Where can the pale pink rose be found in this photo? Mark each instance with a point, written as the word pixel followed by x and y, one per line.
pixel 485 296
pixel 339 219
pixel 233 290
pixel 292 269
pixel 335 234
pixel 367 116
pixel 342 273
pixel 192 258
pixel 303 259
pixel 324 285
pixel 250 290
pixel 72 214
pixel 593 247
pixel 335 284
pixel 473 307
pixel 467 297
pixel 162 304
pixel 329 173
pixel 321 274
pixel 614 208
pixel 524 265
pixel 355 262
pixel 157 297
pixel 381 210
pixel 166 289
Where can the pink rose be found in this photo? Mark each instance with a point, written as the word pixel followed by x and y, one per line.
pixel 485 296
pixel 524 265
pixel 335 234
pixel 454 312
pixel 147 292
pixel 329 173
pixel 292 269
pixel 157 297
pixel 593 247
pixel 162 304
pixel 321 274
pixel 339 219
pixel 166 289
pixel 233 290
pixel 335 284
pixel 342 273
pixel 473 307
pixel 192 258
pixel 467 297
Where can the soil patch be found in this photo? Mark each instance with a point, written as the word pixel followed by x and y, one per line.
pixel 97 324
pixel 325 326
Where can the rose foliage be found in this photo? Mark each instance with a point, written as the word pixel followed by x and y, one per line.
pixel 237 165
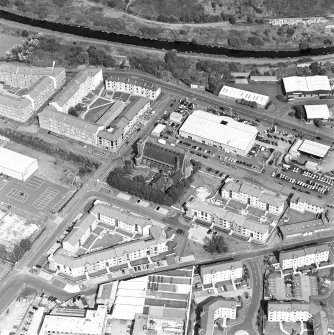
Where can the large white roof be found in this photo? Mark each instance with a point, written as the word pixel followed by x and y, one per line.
pixel 209 126
pixel 236 93
pixel 314 148
pixel 317 111
pixel 306 84
pixel 14 161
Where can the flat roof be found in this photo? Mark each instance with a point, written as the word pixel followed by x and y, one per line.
pixel 219 129
pixel 111 114
pixel 237 93
pixel 314 148
pixel 14 161
pixel 93 323
pixel 317 111
pixel 306 84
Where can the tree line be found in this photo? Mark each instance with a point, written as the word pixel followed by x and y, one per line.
pixel 37 143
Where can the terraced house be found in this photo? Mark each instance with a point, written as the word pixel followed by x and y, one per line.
pixel 254 196
pixel 132 86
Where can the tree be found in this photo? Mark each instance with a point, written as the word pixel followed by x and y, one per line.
pixel 25 244
pixel 215 245
pixel 318 123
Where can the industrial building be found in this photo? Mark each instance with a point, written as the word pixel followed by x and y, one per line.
pixel 73 93
pixel 307 147
pixel 317 112
pixel 219 131
pixel 238 94
pixel 92 322
pixel 302 87
pixel 132 86
pixel 16 165
pixel 39 85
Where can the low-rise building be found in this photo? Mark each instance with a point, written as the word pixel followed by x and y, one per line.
pixel 232 222
pixel 304 87
pixel 217 310
pixel 123 220
pixel 238 94
pixel 73 93
pixel 304 257
pixel 254 196
pixel 303 229
pixel 93 322
pixel 132 86
pixel 213 274
pixel 303 203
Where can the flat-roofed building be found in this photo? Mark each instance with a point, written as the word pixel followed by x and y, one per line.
pixel 24 76
pixel 302 229
pixel 291 311
pixel 132 86
pixel 232 222
pixel 238 94
pixel 300 87
pixel 254 196
pixel 73 93
pixel 123 220
pixel 69 126
pixel 306 203
pixel 317 112
pixel 217 309
pixel 92 323
pixel 219 131
pixel 304 257
pixel 16 165
pixel 217 273
pixel 80 233
pixel 15 107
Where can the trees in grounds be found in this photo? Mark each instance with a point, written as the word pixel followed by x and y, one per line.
pixel 215 244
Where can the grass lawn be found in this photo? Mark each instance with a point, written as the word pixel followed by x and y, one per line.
pixel 204 179
pixel 50 168
pixel 96 113
pixel 107 241
pixel 7 42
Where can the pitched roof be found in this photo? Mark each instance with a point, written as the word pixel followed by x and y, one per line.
pixel 162 154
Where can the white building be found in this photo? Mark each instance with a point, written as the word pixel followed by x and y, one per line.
pixel 304 257
pixel 317 112
pixel 254 196
pixel 237 94
pixel 132 86
pixel 158 129
pixel 122 220
pixel 288 312
pixel 232 222
pixel 92 323
pixel 73 93
pixel 80 233
pixel 16 165
pixel 217 309
pixel 301 87
pixel 219 131
pixel 212 274
pixel 303 203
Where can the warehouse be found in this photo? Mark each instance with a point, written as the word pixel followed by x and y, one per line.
pixel 300 87
pixel 219 131
pixel 317 112
pixel 314 149
pixel 16 165
pixel 237 94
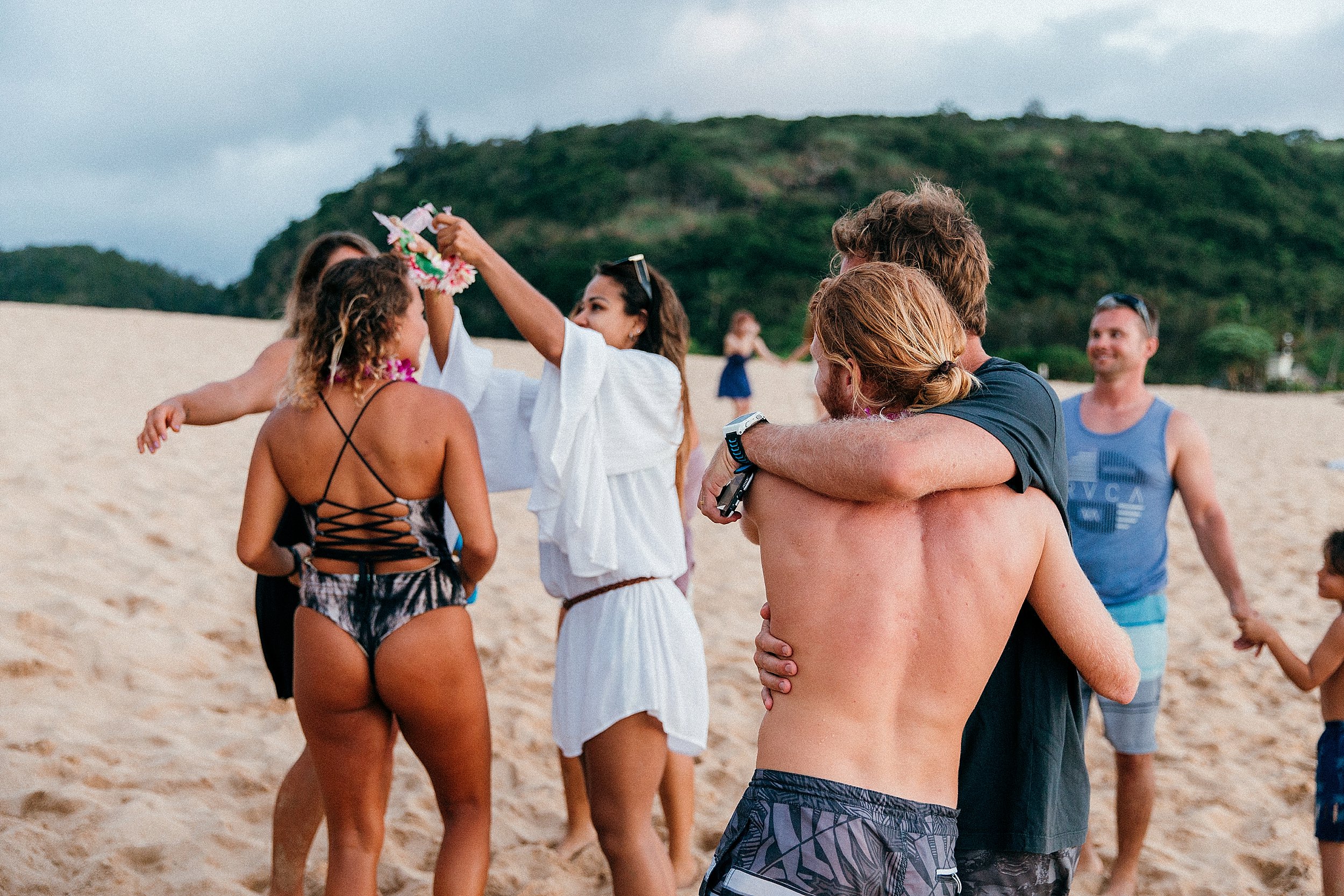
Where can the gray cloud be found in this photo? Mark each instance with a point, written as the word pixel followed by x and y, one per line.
pixel 190 133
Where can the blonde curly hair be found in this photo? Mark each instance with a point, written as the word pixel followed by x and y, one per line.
pixel 351 334
pixel 891 326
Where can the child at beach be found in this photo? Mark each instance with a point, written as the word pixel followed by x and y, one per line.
pixel 1324 671
pixel 740 345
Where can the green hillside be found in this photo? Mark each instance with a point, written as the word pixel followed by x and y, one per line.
pixel 1214 227
pixel 84 276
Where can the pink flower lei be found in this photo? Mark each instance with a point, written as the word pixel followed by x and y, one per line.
pixel 397 370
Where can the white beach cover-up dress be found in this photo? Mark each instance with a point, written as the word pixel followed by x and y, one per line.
pixel 596 440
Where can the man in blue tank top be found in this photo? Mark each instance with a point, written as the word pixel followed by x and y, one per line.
pixel 1128 453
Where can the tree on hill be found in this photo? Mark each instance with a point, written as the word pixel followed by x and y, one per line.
pixel 84 276
pixel 737 211
pixel 1211 227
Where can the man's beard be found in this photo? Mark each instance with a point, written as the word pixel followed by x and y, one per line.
pixel 838 406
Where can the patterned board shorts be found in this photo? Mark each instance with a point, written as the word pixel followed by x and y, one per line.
pixel 799 835
pixel 1329 784
pixel 1000 873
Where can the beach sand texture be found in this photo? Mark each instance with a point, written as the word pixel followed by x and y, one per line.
pixel 143 744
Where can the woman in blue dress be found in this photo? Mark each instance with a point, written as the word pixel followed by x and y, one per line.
pixel 740 345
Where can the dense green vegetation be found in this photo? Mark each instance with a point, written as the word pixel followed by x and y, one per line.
pixel 84 276
pixel 1213 227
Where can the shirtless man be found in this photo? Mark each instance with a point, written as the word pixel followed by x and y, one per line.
pixel 855 786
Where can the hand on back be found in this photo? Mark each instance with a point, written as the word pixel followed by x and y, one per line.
pixel 716 477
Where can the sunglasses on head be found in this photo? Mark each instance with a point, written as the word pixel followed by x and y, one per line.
pixel 641 270
pixel 1124 300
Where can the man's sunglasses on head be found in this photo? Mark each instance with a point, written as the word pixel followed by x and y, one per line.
pixel 1133 303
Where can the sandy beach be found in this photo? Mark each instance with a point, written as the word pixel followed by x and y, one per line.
pixel 143 743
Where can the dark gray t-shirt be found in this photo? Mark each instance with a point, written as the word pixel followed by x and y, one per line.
pixel 1023 782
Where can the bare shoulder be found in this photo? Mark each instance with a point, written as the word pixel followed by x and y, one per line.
pixel 1183 432
pixel 998 507
pixel 278 353
pixel 280 424
pixel 775 494
pixel 1335 634
pixel 432 398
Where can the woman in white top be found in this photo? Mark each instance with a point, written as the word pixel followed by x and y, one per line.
pixel 603 442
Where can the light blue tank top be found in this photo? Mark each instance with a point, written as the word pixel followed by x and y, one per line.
pixel 1119 494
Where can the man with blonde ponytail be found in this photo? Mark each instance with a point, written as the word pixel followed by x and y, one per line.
pixel 856 785
pixel 1023 785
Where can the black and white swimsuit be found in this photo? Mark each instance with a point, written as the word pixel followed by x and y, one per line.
pixel 371 605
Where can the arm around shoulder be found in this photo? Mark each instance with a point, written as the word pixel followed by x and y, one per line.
pixel 882 461
pixel 1076 617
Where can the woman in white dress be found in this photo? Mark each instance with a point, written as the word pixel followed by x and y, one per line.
pixel 603 442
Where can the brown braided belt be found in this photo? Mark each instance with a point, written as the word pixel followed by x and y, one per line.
pixel 588 596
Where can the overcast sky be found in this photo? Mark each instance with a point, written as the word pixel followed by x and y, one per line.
pixel 190 133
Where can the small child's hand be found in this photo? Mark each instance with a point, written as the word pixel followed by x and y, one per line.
pixel 1256 630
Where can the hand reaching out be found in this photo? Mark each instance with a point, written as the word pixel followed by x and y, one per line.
pixel 1256 632
pixel 457 237
pixel 168 415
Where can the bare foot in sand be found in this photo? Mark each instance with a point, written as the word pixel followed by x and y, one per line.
pixel 1124 887
pixel 686 871
pixel 576 840
pixel 1089 863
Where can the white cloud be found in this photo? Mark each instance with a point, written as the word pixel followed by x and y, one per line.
pixel 190 133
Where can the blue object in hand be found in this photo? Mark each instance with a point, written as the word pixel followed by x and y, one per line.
pixel 457 550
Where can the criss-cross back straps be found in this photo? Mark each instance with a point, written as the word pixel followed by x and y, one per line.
pixel 350 444
pixel 338 531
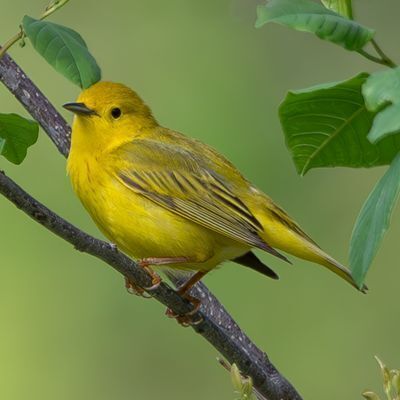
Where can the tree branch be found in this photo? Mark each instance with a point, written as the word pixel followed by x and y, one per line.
pixel 217 326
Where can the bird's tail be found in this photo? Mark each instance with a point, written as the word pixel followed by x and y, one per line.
pixel 284 234
pixel 330 263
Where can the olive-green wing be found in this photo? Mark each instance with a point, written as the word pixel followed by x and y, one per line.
pixel 179 180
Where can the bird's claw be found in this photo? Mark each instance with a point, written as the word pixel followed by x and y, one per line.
pixel 186 319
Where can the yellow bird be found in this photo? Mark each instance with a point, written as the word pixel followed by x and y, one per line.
pixel 169 200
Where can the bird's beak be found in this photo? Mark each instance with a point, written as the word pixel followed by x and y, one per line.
pixel 79 108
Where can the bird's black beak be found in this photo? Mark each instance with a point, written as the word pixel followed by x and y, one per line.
pixel 79 108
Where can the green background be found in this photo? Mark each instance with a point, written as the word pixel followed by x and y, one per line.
pixel 68 328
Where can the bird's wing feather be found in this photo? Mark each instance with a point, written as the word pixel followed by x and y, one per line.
pixel 181 182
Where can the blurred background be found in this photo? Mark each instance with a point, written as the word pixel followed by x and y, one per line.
pixel 69 330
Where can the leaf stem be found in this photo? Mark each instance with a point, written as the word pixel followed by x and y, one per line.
pixel 50 9
pixel 386 62
pixel 389 62
pixel 11 42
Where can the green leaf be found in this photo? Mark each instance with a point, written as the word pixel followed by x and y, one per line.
pixel 342 7
pixel 16 135
pixel 382 90
pixel 308 16
pixel 373 221
pixel 327 126
pixel 64 49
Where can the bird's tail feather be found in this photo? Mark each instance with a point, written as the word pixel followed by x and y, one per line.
pixel 334 266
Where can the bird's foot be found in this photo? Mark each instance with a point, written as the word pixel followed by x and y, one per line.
pixel 132 288
pixel 144 292
pixel 187 319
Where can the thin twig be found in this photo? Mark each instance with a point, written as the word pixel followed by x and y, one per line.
pixel 217 326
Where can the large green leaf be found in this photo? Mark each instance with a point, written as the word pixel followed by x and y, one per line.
pixel 64 49
pixel 382 90
pixel 327 126
pixel 308 16
pixel 373 221
pixel 342 7
pixel 16 135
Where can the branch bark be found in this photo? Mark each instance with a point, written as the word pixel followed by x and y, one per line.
pixel 217 326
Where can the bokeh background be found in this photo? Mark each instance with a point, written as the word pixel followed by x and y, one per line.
pixel 69 330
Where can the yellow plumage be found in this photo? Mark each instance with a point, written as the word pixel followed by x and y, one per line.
pixel 156 193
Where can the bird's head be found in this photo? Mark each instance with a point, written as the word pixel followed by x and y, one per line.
pixel 108 114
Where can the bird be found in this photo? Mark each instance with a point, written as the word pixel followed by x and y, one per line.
pixel 170 201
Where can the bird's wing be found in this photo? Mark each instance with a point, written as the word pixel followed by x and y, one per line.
pixel 180 181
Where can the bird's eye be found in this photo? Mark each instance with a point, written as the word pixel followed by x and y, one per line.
pixel 116 112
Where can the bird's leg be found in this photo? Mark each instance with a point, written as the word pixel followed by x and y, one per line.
pixel 186 319
pixel 155 278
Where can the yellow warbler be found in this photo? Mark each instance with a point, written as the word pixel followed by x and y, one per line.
pixel 170 200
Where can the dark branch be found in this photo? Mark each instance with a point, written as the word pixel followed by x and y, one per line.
pixel 217 326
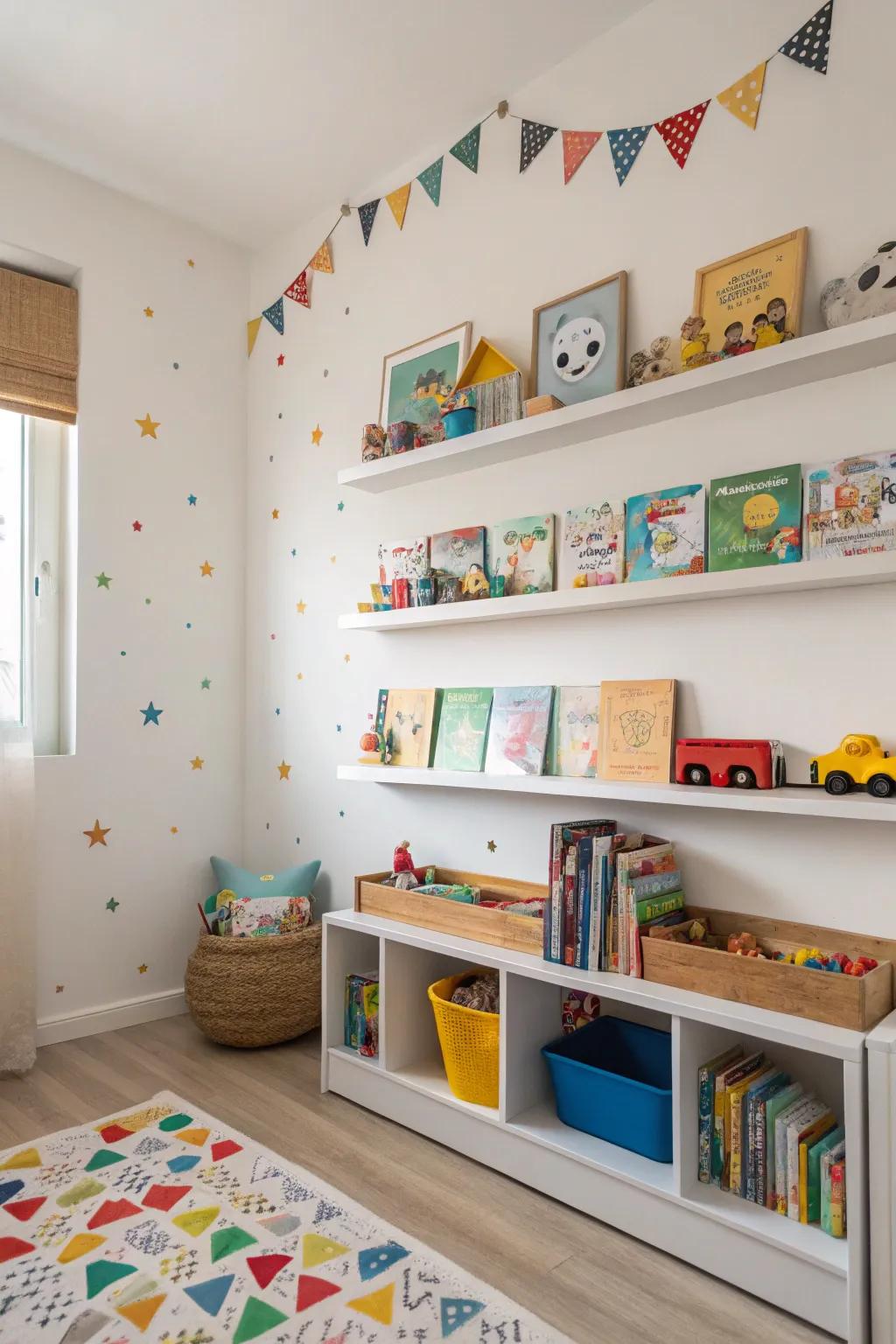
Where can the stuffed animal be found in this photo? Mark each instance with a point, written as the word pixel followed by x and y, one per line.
________________________________________
GOAL OF THE EXERCISE: Your task is to set down exactly the lines that run from the line holding "Where can the bird's leg" through the close of the entries, including both ends. Pictures stay out.

RESULT FOR THIS TASK:
Where can the bird's leg be found in this photo? Mark each instance with a point, written as the word pixel followed by x and y, one per line.
pixel 186 319
pixel 155 278
Where can the yellow warbler be found in this photo? Mark each instance with a point, written as the word pixel followed by x and y, one per line.
pixel 170 200
Where can the dark branch be found in this photo? Mark each instance with a point, written as the word pixel followed by x and y, one per line.
pixel 217 326
Where can the stuffed animal be found in this photo? Mark each instance with a point, written as the word pixel followed by x and y, one per line.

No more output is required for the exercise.